» **Exercise A**:
Please answer these questions on the court excerpt below, labeling each answer to match:
(i) How many web developers did Mr. Shum request in TBIPS 086?
(ii) How long was the solicitation period of the TBSF?
(iii) Which company had been given advance warning that six web developers would be required?

--- Start of Source extract ---

The Court found that the defendant manipulated the solicitation requirements to include more consultants than were required in order to require the contract to be put out to tender so that the desired consultants could be re-hired in the new bidding process:
I find that Mr. Shum included a request for six web developers in TBIPS 086, instead of just the one that he actually required, to camouflage the reality that he was issuing this TBIPS for the sole purpose of securing the continuation of Adam Murray and John Parsons as consultants at LAC. If the contracting authorities at LAC had realized that Mr. Shum needed only one project manager and one web developer for the new HDS project, they would have exerted even more pressure on him to issue a TA under ITNet’s portion of the 280 Contract to fill those needs, rather than going to the trouble of issuing a TBIPS tender. Furthermore, by expressing the need for six web developers in a TBSF that had a short 10-day solicitation period, Mr. Shum made it more difficult for other vendors to submit a bid. Microtime had been given advance warning that six web developers would be required in the TBSF. It had no difficulty preparing ADRM’s bid within that short timeframe, using Microtime consultants.

--- End of Source extract ---
--- Start of Records for the task ---

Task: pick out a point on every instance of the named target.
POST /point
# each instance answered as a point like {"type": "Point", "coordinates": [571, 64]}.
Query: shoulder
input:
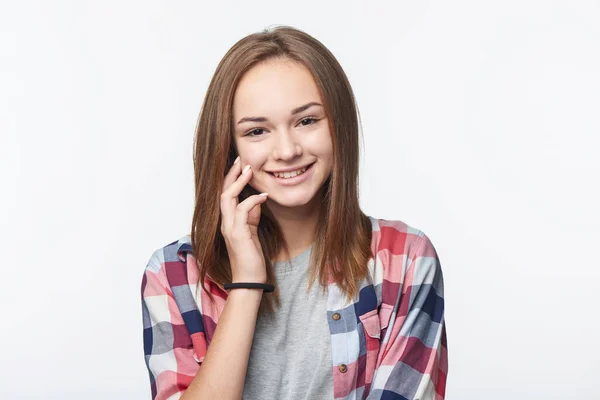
{"type": "Point", "coordinates": [397, 238]}
{"type": "Point", "coordinates": [398, 248]}
{"type": "Point", "coordinates": [167, 264]}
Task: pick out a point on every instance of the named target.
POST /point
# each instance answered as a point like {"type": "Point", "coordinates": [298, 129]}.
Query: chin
{"type": "Point", "coordinates": [291, 200]}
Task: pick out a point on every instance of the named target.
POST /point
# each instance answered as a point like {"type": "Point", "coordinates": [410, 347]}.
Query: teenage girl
{"type": "Point", "coordinates": [285, 289]}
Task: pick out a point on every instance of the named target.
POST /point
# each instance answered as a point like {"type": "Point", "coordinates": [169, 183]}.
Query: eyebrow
{"type": "Point", "coordinates": [294, 111]}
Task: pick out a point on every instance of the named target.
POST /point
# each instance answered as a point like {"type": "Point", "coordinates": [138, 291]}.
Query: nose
{"type": "Point", "coordinates": [286, 147]}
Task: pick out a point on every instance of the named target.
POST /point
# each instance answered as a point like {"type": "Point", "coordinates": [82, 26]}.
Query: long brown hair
{"type": "Point", "coordinates": [342, 245]}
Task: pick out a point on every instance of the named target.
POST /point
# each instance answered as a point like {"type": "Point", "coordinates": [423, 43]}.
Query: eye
{"type": "Point", "coordinates": [313, 121]}
{"type": "Point", "coordinates": [254, 132]}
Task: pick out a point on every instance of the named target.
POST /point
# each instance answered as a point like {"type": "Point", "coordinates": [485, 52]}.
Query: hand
{"type": "Point", "coordinates": [239, 226]}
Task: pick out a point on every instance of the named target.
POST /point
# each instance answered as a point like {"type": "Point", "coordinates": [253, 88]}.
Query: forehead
{"type": "Point", "coordinates": [273, 88]}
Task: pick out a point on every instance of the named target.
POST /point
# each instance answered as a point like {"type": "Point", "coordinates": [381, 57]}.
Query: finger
{"type": "Point", "coordinates": [232, 174]}
{"type": "Point", "coordinates": [243, 210]}
{"type": "Point", "coordinates": [229, 198]}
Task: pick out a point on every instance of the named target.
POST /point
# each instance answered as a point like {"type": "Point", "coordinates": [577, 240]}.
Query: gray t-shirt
{"type": "Point", "coordinates": [291, 350]}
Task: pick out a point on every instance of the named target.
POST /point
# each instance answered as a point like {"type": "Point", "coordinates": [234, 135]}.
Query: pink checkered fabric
{"type": "Point", "coordinates": [389, 342]}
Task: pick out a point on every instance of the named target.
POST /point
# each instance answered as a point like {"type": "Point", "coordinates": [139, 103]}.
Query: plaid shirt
{"type": "Point", "coordinates": [388, 343]}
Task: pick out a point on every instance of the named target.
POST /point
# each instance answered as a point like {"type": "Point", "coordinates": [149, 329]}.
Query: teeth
{"type": "Point", "coordinates": [286, 175]}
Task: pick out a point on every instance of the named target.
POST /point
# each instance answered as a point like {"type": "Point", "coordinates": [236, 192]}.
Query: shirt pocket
{"type": "Point", "coordinates": [199, 344]}
{"type": "Point", "coordinates": [372, 329]}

--- End of Records for the task ---

» **Exercise B**: Locate each line in the listing above that contains the string "shirt", matching case, and copy those lines.

» **Written answer A**:
(i) Six.
(ii) 10 days.
(iii) Microtime.

» **Written answer B**:
Query: gray t-shirt
Query: plaid shirt
Query: shirt pocket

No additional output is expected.